Stored records:
##########

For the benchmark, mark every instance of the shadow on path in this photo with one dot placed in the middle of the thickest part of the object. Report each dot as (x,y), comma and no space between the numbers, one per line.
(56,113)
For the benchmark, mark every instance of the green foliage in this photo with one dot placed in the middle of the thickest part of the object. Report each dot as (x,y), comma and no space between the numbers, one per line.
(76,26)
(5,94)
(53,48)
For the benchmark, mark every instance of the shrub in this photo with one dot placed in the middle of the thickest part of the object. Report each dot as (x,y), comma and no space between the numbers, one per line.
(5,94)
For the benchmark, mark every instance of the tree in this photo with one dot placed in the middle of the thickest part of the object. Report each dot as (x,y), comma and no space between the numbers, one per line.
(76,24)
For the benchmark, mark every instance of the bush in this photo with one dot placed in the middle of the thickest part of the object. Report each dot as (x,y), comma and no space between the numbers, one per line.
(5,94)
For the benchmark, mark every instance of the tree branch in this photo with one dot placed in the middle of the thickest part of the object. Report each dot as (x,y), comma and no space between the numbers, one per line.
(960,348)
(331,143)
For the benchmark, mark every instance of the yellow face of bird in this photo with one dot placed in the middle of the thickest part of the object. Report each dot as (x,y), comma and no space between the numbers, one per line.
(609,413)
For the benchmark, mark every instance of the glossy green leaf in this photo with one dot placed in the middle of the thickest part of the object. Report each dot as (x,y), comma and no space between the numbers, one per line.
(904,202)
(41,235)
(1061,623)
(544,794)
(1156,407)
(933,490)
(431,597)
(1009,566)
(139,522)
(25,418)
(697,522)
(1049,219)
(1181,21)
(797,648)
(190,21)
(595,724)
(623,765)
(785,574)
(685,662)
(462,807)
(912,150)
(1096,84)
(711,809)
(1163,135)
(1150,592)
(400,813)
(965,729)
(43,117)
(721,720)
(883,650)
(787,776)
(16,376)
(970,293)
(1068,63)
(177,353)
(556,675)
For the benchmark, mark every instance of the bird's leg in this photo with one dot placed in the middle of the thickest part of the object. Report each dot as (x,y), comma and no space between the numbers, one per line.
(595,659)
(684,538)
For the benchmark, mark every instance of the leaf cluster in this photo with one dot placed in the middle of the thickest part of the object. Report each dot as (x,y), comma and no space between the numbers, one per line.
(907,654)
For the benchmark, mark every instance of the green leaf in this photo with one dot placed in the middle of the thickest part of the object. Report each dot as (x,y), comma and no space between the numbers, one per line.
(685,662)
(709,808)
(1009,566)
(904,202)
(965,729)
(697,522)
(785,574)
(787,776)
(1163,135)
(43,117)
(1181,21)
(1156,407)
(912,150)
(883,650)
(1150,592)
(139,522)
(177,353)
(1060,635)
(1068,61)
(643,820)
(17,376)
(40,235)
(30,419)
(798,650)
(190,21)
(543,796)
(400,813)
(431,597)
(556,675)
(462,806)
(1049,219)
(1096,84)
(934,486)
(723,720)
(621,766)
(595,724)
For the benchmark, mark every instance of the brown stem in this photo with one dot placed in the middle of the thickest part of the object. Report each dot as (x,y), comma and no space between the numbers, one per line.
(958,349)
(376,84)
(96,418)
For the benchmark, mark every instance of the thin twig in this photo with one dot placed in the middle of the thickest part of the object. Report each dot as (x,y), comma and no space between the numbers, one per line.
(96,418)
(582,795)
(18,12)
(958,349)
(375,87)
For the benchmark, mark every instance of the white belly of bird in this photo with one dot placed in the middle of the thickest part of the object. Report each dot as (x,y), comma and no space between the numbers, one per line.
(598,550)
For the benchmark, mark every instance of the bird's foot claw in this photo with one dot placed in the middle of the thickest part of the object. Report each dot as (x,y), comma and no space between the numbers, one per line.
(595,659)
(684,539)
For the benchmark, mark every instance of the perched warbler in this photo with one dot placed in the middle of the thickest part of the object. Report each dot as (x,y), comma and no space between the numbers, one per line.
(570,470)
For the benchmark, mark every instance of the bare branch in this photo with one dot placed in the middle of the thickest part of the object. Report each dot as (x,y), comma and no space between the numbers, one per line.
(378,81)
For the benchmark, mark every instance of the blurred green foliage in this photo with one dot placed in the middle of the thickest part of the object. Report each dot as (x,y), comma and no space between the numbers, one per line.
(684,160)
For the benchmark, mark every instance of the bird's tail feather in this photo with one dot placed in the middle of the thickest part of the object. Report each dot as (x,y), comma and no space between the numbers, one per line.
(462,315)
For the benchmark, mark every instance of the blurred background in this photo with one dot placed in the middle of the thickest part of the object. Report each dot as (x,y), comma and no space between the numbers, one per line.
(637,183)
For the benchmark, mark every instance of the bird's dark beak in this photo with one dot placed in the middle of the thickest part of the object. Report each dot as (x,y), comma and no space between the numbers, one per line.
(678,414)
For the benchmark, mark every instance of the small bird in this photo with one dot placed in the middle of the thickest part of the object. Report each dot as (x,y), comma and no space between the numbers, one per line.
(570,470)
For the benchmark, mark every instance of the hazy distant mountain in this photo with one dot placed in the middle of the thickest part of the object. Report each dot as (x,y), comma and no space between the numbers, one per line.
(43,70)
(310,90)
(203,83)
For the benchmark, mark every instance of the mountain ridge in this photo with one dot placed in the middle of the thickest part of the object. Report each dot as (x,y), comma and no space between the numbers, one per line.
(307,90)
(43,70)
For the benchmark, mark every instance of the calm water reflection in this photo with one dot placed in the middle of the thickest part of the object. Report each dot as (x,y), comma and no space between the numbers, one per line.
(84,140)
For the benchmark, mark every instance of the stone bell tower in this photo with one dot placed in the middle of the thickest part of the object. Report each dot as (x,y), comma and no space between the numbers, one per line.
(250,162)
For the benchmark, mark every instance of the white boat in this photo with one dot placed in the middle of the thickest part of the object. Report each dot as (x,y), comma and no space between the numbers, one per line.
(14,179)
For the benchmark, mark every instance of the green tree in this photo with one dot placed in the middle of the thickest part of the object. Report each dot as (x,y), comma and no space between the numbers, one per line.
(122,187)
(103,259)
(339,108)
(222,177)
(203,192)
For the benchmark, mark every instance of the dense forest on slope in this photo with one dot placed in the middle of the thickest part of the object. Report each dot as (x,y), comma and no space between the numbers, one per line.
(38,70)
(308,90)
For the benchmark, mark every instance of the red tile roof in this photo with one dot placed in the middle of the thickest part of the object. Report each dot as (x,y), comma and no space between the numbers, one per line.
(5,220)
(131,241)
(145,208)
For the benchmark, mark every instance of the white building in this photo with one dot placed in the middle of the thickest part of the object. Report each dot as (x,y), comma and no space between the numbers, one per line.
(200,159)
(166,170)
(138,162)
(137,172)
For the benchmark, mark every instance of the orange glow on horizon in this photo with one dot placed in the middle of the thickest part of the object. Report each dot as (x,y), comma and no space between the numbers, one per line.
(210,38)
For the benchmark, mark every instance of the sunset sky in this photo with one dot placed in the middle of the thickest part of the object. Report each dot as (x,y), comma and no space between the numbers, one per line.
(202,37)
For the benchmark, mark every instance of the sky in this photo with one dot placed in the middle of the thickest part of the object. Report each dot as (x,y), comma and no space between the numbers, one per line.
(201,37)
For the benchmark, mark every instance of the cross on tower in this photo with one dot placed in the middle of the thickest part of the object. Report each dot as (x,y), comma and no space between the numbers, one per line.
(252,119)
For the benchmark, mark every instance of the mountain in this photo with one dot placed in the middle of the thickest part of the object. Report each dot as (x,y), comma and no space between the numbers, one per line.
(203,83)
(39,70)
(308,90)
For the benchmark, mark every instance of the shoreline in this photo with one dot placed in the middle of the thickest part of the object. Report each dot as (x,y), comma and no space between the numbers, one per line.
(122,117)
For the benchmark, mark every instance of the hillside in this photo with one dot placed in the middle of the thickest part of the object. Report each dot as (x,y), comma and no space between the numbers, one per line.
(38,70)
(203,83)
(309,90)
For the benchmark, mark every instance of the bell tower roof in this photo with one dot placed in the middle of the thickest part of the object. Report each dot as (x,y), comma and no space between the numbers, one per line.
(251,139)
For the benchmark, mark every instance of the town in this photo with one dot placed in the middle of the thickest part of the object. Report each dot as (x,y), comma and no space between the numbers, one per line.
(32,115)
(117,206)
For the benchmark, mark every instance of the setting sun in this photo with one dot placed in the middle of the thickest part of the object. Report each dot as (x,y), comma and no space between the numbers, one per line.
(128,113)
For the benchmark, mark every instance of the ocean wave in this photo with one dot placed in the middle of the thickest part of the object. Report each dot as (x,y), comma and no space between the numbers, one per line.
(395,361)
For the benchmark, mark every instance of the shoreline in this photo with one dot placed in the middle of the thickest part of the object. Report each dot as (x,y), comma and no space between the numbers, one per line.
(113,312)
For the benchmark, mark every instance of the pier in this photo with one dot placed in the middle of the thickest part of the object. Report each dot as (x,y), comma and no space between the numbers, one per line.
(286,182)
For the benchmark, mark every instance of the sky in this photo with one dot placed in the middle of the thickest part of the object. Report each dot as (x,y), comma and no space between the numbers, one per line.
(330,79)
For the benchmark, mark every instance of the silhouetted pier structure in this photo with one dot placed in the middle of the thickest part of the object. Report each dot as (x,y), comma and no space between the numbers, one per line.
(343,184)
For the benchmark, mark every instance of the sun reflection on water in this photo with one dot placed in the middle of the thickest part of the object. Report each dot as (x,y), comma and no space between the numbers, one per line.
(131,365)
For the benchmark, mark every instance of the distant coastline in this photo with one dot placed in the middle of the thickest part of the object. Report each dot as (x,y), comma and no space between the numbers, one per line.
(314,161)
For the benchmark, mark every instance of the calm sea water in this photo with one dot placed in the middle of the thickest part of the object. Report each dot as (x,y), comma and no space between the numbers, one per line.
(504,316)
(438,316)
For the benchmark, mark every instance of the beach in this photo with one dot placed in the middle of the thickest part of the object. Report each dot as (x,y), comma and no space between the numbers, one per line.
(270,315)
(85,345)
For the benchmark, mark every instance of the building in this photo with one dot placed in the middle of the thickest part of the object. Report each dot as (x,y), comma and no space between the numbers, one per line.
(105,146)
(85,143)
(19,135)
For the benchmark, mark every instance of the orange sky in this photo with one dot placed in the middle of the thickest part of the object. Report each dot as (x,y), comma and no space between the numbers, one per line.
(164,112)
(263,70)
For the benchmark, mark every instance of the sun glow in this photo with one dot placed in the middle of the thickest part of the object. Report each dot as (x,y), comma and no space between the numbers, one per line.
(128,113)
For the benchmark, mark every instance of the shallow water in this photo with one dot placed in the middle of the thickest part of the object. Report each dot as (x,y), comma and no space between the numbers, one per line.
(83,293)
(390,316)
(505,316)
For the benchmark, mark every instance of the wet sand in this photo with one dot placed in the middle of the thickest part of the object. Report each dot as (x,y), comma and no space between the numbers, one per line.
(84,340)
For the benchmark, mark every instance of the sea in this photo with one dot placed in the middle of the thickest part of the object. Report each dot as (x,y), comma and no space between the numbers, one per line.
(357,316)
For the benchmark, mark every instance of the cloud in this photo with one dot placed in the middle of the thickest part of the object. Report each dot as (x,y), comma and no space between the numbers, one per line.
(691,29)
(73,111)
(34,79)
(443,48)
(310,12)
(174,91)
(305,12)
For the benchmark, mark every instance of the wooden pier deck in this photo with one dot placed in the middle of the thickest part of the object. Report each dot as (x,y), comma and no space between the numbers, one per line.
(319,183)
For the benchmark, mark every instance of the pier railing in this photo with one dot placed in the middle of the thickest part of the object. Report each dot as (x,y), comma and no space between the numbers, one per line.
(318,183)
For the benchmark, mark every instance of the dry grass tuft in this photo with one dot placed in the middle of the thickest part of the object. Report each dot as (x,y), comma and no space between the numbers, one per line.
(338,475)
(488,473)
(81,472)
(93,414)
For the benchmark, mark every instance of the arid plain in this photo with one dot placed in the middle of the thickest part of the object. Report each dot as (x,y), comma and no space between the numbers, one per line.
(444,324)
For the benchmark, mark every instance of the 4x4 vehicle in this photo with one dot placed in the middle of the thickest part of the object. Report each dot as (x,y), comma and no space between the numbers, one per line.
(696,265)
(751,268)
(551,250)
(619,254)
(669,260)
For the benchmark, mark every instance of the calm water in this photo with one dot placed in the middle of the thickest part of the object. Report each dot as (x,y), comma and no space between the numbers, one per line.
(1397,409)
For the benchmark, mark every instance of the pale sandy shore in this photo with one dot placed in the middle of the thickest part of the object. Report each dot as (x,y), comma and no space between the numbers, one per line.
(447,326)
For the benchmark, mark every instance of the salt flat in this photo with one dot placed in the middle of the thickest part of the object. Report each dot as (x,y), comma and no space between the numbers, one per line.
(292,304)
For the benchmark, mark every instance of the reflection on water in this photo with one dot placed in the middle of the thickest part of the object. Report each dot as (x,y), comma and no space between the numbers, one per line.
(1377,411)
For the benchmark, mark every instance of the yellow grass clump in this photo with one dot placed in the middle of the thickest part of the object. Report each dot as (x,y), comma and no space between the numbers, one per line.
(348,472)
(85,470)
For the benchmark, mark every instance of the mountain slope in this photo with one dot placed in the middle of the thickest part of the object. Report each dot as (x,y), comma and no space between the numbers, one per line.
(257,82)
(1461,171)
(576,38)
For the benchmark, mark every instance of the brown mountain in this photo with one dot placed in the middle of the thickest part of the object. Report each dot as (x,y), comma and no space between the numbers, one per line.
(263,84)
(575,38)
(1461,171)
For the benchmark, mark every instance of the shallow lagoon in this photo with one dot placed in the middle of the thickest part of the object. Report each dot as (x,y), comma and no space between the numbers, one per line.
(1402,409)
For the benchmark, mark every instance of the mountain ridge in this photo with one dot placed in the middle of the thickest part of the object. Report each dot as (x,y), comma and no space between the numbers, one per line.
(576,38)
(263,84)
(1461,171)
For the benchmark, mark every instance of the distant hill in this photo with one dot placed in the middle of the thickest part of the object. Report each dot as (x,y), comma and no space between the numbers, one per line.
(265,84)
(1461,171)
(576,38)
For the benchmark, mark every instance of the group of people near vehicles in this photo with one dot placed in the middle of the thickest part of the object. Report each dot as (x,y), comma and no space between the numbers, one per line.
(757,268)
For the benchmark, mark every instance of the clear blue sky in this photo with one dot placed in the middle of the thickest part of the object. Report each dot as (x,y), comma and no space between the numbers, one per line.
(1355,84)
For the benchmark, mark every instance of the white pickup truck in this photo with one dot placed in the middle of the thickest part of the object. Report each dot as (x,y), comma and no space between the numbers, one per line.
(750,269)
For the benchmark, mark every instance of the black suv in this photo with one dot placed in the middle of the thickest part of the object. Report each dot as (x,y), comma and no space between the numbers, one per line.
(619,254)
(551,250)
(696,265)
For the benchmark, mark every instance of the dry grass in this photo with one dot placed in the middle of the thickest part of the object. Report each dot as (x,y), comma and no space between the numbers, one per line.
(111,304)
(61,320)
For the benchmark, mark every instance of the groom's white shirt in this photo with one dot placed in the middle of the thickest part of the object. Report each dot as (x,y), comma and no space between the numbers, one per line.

##########

STATED GOAL | Your task is to transcribe the line containing "For the benchmark, mark every instance of the clear" and every line after it, through the last line of the data, exactly as written and with nothing more.

OUTPUT FOR THIS EXERCISE |
For the benchmark, mark every instance of the clear blue sky in this photo with one dot placed in the middle of the thickest part of the object. Report each dot as (x,y), comma and no space between the numbers, one per line.
(1355,84)
For the benchmark, mark every instance of the white pickup truck in this photo with one dot placed in the middle of the thickest part of the object. Report each dot as (x,y), comma and no space between the numbers, one per line.
(750,269)
For the benchmark, mark every instance of the black suv in this photo with one dot placed in the middle of the thickest part of the object. Report each dot as (x,y), comma and no space between the numbers, one per line.
(619,254)
(551,250)
(696,265)
For the benchmark, mark every instance of the dry grass in this photo with one dot placed in the middle of the thickest part of the object. Report each dot as (x,y), comma and no space between the numbers, one per line.
(111,304)
(61,320)
For the benchmark, mark every instance of the groom's white shirt in this photo with one dot placed in the middle of the thickest part of the object. Report each dot as (x,y), comma and no space between the numbers, one per line.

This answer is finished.